Written request 1:
Please copy the article on Councillor Brenner's apology from "Williams Lake City" to "from the City.".
Written request 2:
Continue the article on Councillor Brenner's apology after its last sentence.

Williams Lake City Councillor Marnie Brenner issued an apology for comments she made about residential schools at a Council meeting this past Tuesday night.

The Williams Lake Indian Band was frustrated by it calling for Councillor Brenner’s resignation and an apology from the City.

In a written statement Brenner said, “I would like to offer my sincere apology for my comments made at the Council meeting on Tuesday, June 16, 2020, and to clarify my position with some context”.

Brenner said “As an Aboriginal woman adopted by a non-Aboriginal family in the 1960s, I have my own thoughts about reconciliation and other contemporary indigenous issues because of my lived experience. I acknowledge my words were poorly chosen and may have come across as insensitive and I apologize to those who thought they were a slight against survivors of residential schools and were hurt by them. This was not my intention. Rather, it was to highlight the importance and value of honest, open dialogue around truth and reconciliation, especially around the many difficult things that Aboriginal people face daily. It’s a discussion that I believe needs to continue as we move forward together”.

Raw records:
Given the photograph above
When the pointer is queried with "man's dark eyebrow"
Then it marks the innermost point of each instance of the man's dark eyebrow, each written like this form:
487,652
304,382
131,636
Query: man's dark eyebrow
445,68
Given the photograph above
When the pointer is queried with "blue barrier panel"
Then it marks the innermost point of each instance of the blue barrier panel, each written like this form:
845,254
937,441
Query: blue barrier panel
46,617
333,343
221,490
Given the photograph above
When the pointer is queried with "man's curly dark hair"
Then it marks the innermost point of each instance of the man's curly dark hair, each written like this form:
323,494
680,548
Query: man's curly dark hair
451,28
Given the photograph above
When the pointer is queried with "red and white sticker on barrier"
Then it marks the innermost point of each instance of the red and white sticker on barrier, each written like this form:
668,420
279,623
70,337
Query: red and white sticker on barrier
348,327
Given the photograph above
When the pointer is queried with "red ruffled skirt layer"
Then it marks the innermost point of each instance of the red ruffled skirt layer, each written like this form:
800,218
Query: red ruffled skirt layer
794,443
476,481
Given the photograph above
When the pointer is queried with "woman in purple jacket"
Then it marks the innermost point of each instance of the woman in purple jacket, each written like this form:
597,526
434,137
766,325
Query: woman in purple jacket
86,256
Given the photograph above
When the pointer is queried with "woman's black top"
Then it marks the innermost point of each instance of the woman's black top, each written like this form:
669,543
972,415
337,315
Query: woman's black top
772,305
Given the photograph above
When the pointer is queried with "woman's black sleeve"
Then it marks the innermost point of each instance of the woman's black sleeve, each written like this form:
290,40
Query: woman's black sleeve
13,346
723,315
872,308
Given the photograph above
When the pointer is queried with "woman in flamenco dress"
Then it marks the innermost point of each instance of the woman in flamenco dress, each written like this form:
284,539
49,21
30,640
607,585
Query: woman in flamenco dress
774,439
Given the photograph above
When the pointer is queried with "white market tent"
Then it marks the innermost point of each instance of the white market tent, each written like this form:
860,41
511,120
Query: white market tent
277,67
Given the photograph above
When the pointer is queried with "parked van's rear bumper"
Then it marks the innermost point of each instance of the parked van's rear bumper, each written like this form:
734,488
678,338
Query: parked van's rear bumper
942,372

Exercise result 1:
Williams Lake City Councillor Marnie Brenner issued an apology for comments she made about residential schools at a Council meeting this past Tuesday night.

The Williams Lake Indian Band was frustrated by it calling for Councillor Brenner’s resignation and an apology from the City.

Exercise result 2:
At Tuesday night’s Council meeting Councillor Brenner spoke about reconciliation saying in a presentation that was given to the City by the WLIB on their cannabis cultivation facility, they talked a lot about Truth and Reconciliation.

Brenner said “I don’t think there’s any person in Williams Lake that does not acknowledge that there were some really terrible things that have happened at residential schools. The more I talk to the community members in the different areas that I know, I hear more and more of things that, wow that really happened. But I’ve also heard stories of where people when they shut down the schools and they had to go back to school like in Riske Creek where they have been disappointed that they had to leave residential school because they had a pool there”.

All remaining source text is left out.